Print the records below word for word, keeping every line in its original order.

- - - - - - -

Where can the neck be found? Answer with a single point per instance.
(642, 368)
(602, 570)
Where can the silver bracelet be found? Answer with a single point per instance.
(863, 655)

- - - - - - -

### Result of the task
Where can the neck be found? Answer with a single point per instance.
(642, 368)
(602, 570)
Where can the silver bracelet be found? Answer with a single point per instance.
(863, 655)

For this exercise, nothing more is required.